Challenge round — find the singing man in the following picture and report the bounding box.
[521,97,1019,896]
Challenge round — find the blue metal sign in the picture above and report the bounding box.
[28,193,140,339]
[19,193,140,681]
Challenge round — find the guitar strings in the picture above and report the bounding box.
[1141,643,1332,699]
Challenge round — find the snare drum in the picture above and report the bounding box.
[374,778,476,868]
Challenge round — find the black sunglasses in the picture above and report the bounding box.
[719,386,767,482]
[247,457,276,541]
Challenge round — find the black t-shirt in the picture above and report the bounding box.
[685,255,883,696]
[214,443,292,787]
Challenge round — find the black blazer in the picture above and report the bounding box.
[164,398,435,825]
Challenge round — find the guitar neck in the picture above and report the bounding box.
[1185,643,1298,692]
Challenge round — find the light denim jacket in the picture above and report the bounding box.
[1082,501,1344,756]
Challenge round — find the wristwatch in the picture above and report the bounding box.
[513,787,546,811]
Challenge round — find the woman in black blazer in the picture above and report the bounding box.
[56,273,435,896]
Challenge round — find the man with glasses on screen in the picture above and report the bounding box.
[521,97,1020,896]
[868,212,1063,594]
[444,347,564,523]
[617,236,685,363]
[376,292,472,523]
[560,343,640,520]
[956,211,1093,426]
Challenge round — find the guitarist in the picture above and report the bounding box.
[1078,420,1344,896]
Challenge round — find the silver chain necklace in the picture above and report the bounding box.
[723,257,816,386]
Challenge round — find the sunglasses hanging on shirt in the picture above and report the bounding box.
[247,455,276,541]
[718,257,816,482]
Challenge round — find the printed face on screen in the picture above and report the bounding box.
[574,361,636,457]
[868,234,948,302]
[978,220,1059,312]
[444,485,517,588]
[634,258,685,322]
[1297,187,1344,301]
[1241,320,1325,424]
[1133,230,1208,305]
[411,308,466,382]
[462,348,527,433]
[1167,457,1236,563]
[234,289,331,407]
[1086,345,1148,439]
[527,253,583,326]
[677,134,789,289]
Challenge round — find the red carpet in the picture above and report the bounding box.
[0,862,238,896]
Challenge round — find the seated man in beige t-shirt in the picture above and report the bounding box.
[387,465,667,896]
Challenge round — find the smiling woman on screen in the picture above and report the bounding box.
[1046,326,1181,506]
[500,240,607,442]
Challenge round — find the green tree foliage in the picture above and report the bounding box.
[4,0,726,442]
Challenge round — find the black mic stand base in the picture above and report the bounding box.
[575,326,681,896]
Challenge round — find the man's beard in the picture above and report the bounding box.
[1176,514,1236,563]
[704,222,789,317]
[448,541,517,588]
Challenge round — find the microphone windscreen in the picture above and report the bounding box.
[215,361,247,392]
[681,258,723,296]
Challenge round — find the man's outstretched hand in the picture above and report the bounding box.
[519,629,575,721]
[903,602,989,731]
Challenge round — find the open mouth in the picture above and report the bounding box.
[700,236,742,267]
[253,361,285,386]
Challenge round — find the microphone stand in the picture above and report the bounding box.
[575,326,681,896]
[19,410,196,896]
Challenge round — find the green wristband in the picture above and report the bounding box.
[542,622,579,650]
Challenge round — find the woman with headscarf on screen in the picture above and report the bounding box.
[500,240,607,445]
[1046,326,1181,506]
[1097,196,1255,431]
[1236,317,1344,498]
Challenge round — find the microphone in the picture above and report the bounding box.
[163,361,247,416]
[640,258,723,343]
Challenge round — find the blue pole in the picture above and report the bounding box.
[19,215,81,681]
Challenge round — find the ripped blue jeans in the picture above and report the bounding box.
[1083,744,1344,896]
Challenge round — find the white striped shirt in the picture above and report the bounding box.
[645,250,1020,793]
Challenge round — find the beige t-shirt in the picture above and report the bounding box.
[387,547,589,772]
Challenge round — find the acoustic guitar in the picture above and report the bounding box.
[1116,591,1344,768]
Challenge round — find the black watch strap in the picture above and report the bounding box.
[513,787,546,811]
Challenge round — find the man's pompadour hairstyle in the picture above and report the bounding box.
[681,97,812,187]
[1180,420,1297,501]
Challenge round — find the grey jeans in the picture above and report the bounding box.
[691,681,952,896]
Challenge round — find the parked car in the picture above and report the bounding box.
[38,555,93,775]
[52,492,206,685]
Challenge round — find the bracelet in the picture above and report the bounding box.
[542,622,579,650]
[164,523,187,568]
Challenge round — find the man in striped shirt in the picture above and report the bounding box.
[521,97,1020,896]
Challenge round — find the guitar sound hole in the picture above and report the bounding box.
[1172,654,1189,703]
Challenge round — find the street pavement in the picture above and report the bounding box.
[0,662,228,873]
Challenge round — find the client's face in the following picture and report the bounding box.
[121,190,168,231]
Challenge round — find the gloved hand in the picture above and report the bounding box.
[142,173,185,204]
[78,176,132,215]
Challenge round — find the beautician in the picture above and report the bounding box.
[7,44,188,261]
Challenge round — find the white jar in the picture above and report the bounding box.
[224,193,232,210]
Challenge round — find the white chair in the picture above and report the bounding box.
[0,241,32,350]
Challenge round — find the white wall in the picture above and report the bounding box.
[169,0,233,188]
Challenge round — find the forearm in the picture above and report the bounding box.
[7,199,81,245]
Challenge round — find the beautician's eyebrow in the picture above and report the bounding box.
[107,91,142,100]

Set task: Render all of the records above as a JSON list of strings, with one string for each line and no blank lines.

The result:
[
  "Challenge round — find the singing man in the following picture and report the bounding box.",
  "[521,97,1019,896]",
  "Challenge round — find the blue metal sign in the picture above and report the bounding box.",
  "[28,193,140,339]",
  "[19,193,140,681]",
  "Challenge round — find the guitar strings in the picture above and report the bounding box.",
  "[1141,643,1332,699]",
  "Challenge round — find the snare drum in the picture above and report the bounding box.",
  "[374,778,476,868]",
  "Challenge round — find the black sunglasses in the picture above and report the bounding box.",
  "[719,386,767,482]",
  "[247,457,276,541]",
  "Challenge round — find the black t-shirt in the picture above and report the bounding box.",
  "[685,255,883,696]",
  "[214,443,292,787]",
  "Challenge round — find the black blazer in the picture above and report the bounding box.",
  "[164,398,435,825]",
  "Challenge round — find the guitar neck in the picture above and report the bounding box.",
  "[1185,643,1298,692]",
  "Challenge round — find the light denim jacket in the picture above and report the bounding box.",
  "[1082,501,1344,756]",
  "Challenge round — find the wristwatch in the picture above and report the bounding box.",
  "[513,787,546,811]",
  "Challenge round — find the woman in black blazer in the picture above and report the bounding box.",
  "[56,273,435,896]",
  "Challenge round — find the man with glasses on screen in the picture above and report the bounding box.",
  "[521,97,1020,896]",
  "[868,212,1063,594]",
  "[444,347,564,523]",
  "[617,236,685,363]",
  "[376,292,472,523]",
  "[560,343,640,520]",
  "[956,211,1093,426]",
  "Challenge round — find the guitarist in the picture above and report the bounding box.",
  "[1078,420,1344,896]",
  "Challenge round — find the silver chain necklace in the picture above and report the bounding box.",
  "[723,257,816,386]",
  "Challenge round — find the sunglasses hanging on shirt in the picture above and report the bounding box.",
  "[247,455,276,541]",
  "[718,257,816,482]",
  "Challenge round — find the printed face on screen in the picture above and report the bounding box.",
  "[574,361,636,457]",
  "[868,234,948,302]",
  "[978,220,1059,312]",
  "[444,485,517,588]",
  "[634,258,685,322]",
  "[1297,187,1344,301]",
  "[1241,320,1325,424]",
  "[1133,230,1208,305]",
  "[411,308,466,382]",
  "[462,348,527,433]",
  "[1167,457,1236,563]",
  "[234,289,331,407]",
  "[1086,345,1148,439]",
  "[527,253,583,326]",
  "[677,134,789,289]",
  "Challenge round — find the red carpet in the picture above and report the bounding box.",
  "[0,862,238,896]",
  "Challenge round — find the seated man in beige t-shirt in the picture above and report the bounding box.",
  "[387,465,667,896]",
  "Challenge round — find the smiling woman on screen in the picture above and report the bounding box.",
  "[1046,326,1181,506]",
  "[500,240,607,442]",
  "Challenge round — find the green tree foliage in the picture above and report the bounding box.",
  "[4,0,726,442]",
  "Challenge round — find the black mic stand base in the picture above and report the bounding box.",
  "[575,326,681,896]",
  "Challenge round — find the man's beard in the picture above and report the bounding box.",
  "[1176,514,1236,563]",
  "[704,222,789,317]",
  "[448,541,517,588]",
  "Challenge round — find the microphone windscreen in the picture above and report the bounding box.",
  "[215,361,247,392]",
  "[681,258,723,296]",
  "Challenge round — find the man's outstretched hand in the picture above and report the bounding box.",
  "[519,629,575,721]",
  "[903,602,989,731]",
  "Challenge round — find the open mouth in the picture above and report the bounding box.",
  "[700,236,742,267]",
  "[253,361,285,386]",
  "Challenge round — find the microphone stand in the picture above and report the bounding box.",
  "[575,326,681,896]",
  "[19,410,196,896]",
  "Challenge round — find the green wristband in the picture above and report the bounding box.",
  "[542,622,579,650]",
  "Challenge round — find the woman with headscarf on screen in the picture above and report the bounding box.",
  "[500,240,607,445]",
  "[1046,326,1181,506]",
  "[1097,196,1255,431]",
  "[1236,317,1344,498]",
  "Challenge round — find the microphone in the picture above and report the bounding box.",
  "[163,361,247,416]",
  "[640,258,723,343]",
  "Challenge round — find the blue pole in the picture above and report the bounding box.",
  "[19,215,81,681]",
  "Challenge round — find the ripped blue jeans in the picture above and report the bounding box.",
  "[1083,744,1344,896]",
  "Challenge round — find the white striped shirt in the picture above and report the bounding box.",
  "[645,250,1020,793]",
  "Challenge round — find the beige t-shirt in the picture above and report the bounding box.",
  "[387,547,589,772]",
  "Challenge round — find the acoustic guitar in the picture above and report the bounding box.",
  "[1116,591,1344,768]",
  "Challenge round — find the black watch strap in the picture above and report the bounding box.",
  "[513,787,546,811]",
  "Challenge round — find the man's pompadour hairstyle in the picture above and report the bounding box.",
  "[681,97,812,187]",
  "[1180,420,1297,501]",
  "Challenge round — find the grey jeans in the picture above and report the bounding box.",
  "[691,681,952,896]",
  "Challenge round — find the parked car in the picture above and report the bounding box.",
  "[38,555,93,775]",
  "[52,492,206,685]",
  "Challenge round — find the bracelet in the picture above and report the bounding box.",
  "[542,622,579,650]",
  "[164,523,187,568]",
  "Challenge round — find the man in striped shirt in the picture above and report the bounding box.",
  "[521,97,1020,896]",
  "Challenge round — find the guitar sound hole in the picture above and report the bounding box.",
  "[1172,654,1189,703]",
  "Challenge round — find the street pavement in the picture above and report the bounding box.",
  "[0,662,228,873]",
  "Challenge round — find the client's face in the following picture and report the bounding box.",
  "[121,190,168,231]",
  "Challenge round — find the gloved hand in the picture above and report the bounding box.",
  "[142,173,185,204]",
  "[78,176,132,215]",
  "Challenge round — find the beautician in the picture above and report the bounding box.",
  "[7,44,188,261]",
  "Challenge round — find the white jar in the picture above and report the bounding box.",
  "[224,193,232,210]",
  "Challenge round — find the white chair in the picture above and report the bounding box.",
  "[0,241,32,350]",
  "Challenge round — find the white wall in the picture above and report the bounding box.",
  "[169,0,233,188]",
  "Challenge round — find the forearm in the picture above and report the bounding box.",
  "[7,199,81,245]",
  "Challenge round — find the beautician's eyebrow in the picture above and report the bounding box.",
  "[107,91,142,100]"
]